* **提示文**:
════════════════

First Republic Bankの決算発表はネガティブサプライズ

大規模な預金流出判明で株価暴落

 アメリカで中堅地銀First Republic Bankの決算発表があったが、預金残高の急減が判明し、市場心理を悪化させる結果となった。表のように、前四半期末比約720億ドルの減少となっているが、大手行からの支援預金を除くと実質的には1000億ドル程度の減少だったと見られる。結果的には預金残高化1,044憶ドルとなり、1000億ドルの大台は維持できたものの、先行き不安を生じさせることとなった。
 実際、元々の資産規模からすれば、正に急減と言って良い水準の預金減であり、同行に対する預金者の不安心理が反映された数値となっている。事前予想では、1350億ドル程度の残高を維持できるとの見方もあったため、市場の受け止め方は、深刻なものとなった。同行の株価は、50%近い下落となり、文字通り暴落している。
 預金急減に伴い、FRBなどからの借入金が急増している。短期借入金が803億ドル、長期借入金が263億ドルとなり、合計1,000億ドルを超える増加となった。一般預金者からの預金減とほぼ見合う金額となっている。預金減に伴う流動性補完と、利ザヤ確保のための低コスト資金を導入したためであろう。

 しかしながら、実際には、純金利マージンは、大幅に縮小している。前年同期には、2.68%を確保していたが、今回の決算では、1.77%まで縮小した。これは、本業における収益性に大きな影響をもたらすため、今後の利益についても、圧迫要因として意識されよう。やはり、低コストの預金が急減したことの影響は、損益面でも大きかった。
 なお、同行は、決算発表時に今後のリストラ見通しについても触れている。開示資料によれば、今四半期(4-6月期)中に、20%から30%の人員削減に踏み切る予定だとのことである。加えて、資本増強の必要性についてもコメントしている。それを受けて、大幅な希薄化を懸念する声が、市場では聞かれた模様である。

════════════════

* **提供資料**:
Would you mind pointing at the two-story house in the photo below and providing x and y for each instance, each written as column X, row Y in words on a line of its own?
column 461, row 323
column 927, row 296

════════════════

* **やること**:
提示文によると、今回の決算でFirst Republic Bankの純金利マージンは何%まで縮小したか。

* **正解**:
1.77%まで縮小した。